* _Your goal_:
Everything from the line with "In the photo above, each instance of the tiled" through the last line of the records below should be copied exactly, both ends included.

* _Recorded information_:
[start]

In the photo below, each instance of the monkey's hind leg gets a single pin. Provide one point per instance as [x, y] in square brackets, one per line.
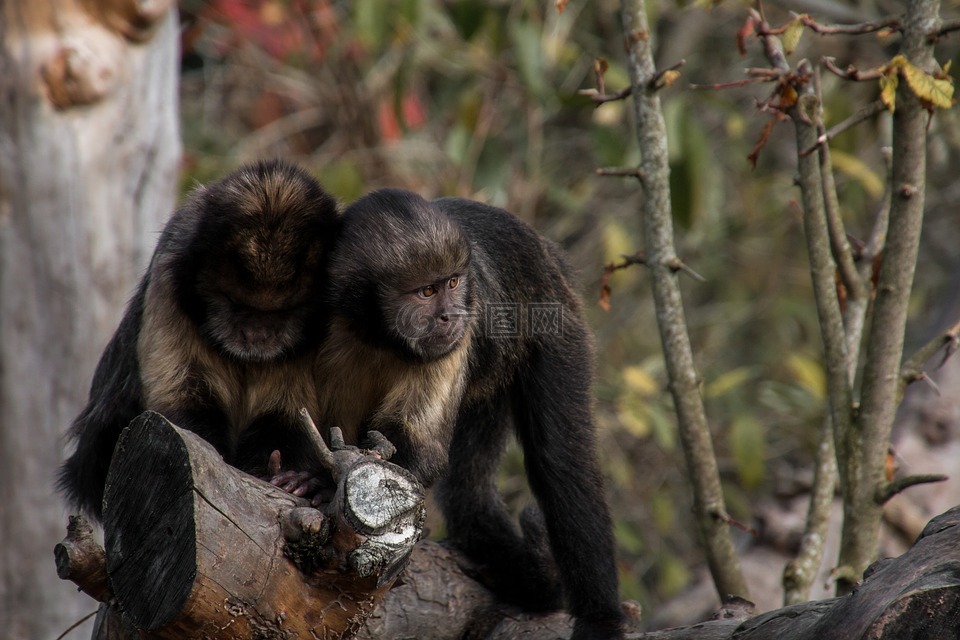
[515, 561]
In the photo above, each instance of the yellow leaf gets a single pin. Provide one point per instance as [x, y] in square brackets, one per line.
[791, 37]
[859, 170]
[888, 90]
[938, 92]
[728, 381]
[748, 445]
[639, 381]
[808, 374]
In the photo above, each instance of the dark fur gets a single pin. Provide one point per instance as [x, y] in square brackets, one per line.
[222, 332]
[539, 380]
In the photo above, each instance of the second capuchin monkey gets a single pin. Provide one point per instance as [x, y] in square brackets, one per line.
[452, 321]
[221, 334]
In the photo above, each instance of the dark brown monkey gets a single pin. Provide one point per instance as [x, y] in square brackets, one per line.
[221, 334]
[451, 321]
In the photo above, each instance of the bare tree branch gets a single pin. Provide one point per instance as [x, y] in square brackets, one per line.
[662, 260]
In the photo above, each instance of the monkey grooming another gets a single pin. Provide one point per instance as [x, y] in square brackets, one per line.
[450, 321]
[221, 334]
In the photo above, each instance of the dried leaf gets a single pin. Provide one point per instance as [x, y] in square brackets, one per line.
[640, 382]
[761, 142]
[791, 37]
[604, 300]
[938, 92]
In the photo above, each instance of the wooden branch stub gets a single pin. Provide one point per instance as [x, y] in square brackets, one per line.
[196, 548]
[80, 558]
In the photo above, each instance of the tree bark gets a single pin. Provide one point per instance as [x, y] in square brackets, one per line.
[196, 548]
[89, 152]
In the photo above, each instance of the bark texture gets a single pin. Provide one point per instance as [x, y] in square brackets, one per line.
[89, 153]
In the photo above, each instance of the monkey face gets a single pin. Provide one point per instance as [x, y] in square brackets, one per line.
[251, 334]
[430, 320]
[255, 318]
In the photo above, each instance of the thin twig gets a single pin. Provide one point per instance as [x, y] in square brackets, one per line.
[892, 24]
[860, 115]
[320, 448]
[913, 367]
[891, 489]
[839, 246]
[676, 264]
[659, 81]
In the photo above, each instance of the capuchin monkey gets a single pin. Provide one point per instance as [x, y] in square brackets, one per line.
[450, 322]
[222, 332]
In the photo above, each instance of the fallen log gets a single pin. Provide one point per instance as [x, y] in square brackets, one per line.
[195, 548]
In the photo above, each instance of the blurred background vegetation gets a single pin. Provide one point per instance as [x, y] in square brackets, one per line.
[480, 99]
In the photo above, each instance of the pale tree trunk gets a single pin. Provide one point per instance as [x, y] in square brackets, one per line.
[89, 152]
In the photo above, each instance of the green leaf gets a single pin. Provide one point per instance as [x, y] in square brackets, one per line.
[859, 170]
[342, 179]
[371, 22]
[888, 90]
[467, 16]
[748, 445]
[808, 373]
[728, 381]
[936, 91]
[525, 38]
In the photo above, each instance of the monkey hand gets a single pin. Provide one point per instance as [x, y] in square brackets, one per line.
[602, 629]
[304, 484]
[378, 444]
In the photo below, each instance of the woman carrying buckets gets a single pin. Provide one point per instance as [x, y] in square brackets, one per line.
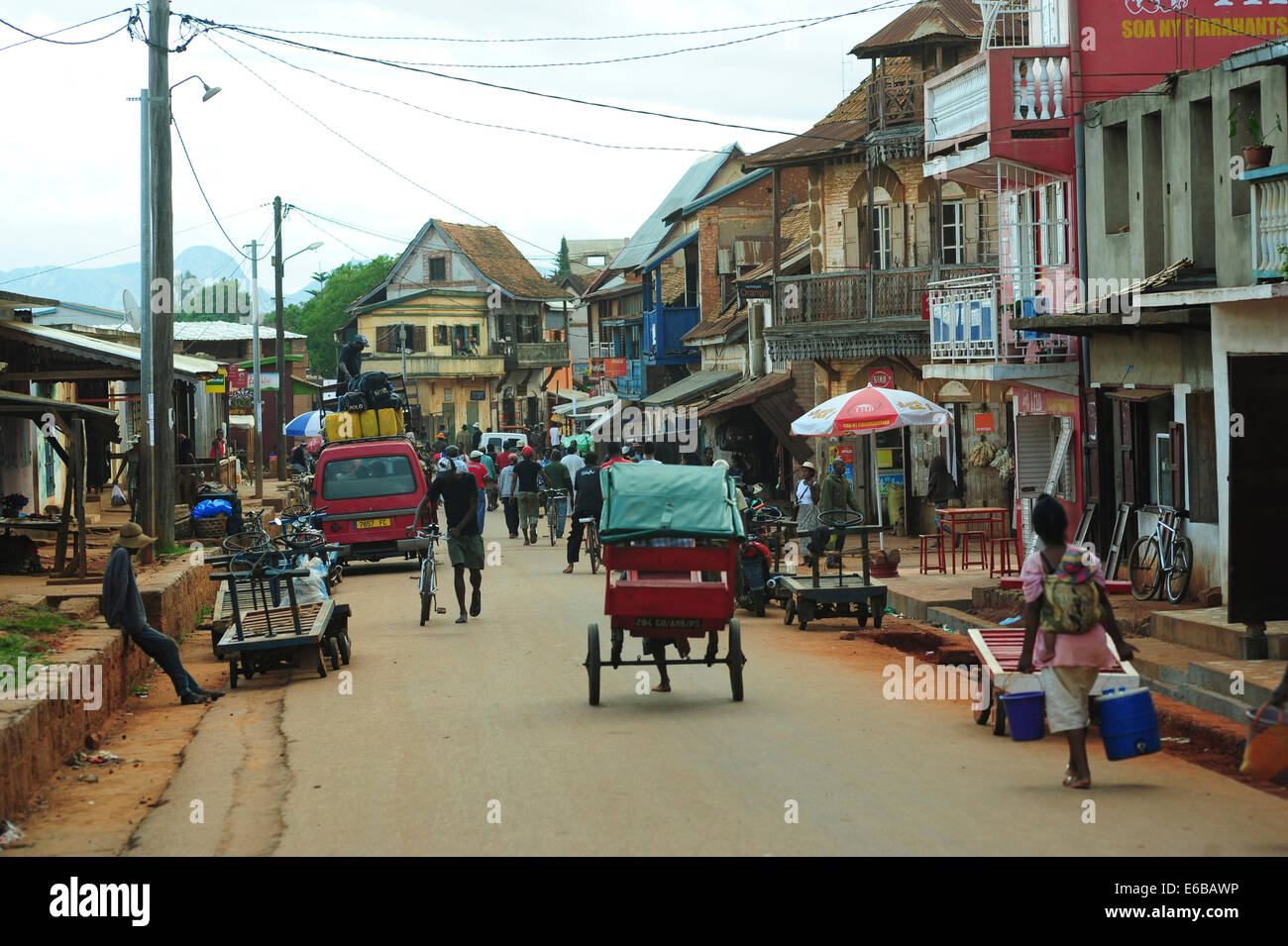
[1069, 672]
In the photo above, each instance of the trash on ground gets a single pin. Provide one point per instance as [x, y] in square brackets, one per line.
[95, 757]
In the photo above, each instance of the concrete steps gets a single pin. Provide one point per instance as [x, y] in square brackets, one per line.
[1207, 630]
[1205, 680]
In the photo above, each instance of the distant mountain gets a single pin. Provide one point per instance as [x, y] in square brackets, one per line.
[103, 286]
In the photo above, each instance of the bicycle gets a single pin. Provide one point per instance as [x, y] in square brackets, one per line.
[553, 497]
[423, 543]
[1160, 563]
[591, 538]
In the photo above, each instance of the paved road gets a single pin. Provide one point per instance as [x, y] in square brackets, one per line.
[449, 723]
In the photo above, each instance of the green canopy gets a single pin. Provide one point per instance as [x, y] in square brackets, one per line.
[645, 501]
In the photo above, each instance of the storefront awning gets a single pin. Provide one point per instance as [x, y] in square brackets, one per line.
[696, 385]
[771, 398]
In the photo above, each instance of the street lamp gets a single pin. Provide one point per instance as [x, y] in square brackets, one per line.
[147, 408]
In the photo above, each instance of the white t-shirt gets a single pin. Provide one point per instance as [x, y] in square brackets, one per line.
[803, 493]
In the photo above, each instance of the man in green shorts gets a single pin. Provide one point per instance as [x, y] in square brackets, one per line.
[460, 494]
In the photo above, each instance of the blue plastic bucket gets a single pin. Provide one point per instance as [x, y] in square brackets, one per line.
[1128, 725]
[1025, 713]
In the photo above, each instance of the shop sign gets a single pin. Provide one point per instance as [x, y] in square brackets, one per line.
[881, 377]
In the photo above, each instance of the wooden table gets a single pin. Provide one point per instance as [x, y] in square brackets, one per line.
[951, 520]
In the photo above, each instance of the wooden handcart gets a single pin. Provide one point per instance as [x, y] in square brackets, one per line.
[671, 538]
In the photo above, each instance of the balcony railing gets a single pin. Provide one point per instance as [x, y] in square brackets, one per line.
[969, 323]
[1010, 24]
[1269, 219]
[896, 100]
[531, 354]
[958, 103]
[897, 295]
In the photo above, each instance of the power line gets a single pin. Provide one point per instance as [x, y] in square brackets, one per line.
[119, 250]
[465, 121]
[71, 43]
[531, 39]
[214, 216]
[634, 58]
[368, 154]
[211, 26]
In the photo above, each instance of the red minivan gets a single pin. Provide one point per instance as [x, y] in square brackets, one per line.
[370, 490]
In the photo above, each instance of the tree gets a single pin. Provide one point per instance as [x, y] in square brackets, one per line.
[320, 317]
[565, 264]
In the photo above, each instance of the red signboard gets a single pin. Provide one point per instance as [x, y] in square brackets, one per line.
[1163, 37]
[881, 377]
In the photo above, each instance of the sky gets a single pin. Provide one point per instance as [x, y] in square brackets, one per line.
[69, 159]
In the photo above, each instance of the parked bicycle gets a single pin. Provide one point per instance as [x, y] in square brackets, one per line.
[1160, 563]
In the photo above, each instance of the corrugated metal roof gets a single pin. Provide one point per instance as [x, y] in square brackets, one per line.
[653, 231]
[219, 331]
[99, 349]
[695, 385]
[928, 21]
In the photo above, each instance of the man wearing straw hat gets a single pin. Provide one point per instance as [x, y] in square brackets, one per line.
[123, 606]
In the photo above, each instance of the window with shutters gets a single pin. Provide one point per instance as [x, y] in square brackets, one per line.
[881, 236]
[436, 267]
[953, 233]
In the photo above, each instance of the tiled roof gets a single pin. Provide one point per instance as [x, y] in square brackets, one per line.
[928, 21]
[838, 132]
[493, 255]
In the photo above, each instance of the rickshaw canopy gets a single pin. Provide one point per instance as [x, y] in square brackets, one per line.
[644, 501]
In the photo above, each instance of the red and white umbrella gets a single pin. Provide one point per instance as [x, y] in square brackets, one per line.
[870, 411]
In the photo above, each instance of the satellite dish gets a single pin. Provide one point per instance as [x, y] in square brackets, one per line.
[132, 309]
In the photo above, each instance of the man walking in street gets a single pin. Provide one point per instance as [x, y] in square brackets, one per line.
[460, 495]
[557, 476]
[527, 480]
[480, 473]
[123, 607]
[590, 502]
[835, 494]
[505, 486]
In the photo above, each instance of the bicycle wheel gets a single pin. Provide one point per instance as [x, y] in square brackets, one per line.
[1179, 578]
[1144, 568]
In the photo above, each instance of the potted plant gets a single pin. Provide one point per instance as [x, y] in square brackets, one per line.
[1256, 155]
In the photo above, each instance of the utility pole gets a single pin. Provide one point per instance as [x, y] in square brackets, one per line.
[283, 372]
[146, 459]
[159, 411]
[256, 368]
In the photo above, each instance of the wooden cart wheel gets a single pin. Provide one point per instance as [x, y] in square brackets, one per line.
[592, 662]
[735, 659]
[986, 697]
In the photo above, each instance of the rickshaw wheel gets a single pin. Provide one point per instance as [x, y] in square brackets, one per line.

[end]

* _Response_:
In the photo above, each instance of the tiled roof gets a single pin. Provide one point per instance as [x, y] in square brackets, one per line.
[928, 21]
[838, 132]
[493, 255]
In the photo above, each instance of the rickshaw canopy gets a single pin. Provide one point per instance as [x, y] in square brackets, one per line.
[644, 501]
In the photo above, each instance of the red and white umbrella gets a single pin. Provide one point per instance as [x, y] in square brackets, one per line.
[870, 411]
In the photo above, each instance of the satellite dish gets a single pin. Provide one point per instance as [x, y] in square brackets, one per line.
[132, 309]
In the photo above, each instance of the man walking in street gets a single pin. Provide one point per instance as [x, y] in square brackets, one per line.
[460, 495]
[557, 476]
[527, 480]
[480, 473]
[123, 607]
[590, 502]
[835, 494]
[505, 486]
In the photo above, each instance of the bicycle wheel gets a single pin. Provide one point per instance as [x, y] in square brackets, one per line.
[1179, 578]
[1144, 568]
In the photo above, each instance of the potted plant gets a single pin. Provide one point per instance as [x, y] in square brackets, one per line.
[1256, 155]
In the photo above, each instance of the utility pole gets a single pin. Provide one point per instance as [x, y] in square brackets, one per line.
[283, 372]
[146, 459]
[159, 411]
[256, 368]
In the photo above, each instance of the wooden cart wheel gets a single pin. Provide one point per instance as [x, y] in square brackets, one per line.
[592, 662]
[735, 659]
[986, 697]
In the photo above, each instance of the rickshaw wheel gets a single pin. Provide one point per instance as [x, y] in square brackets, one per line.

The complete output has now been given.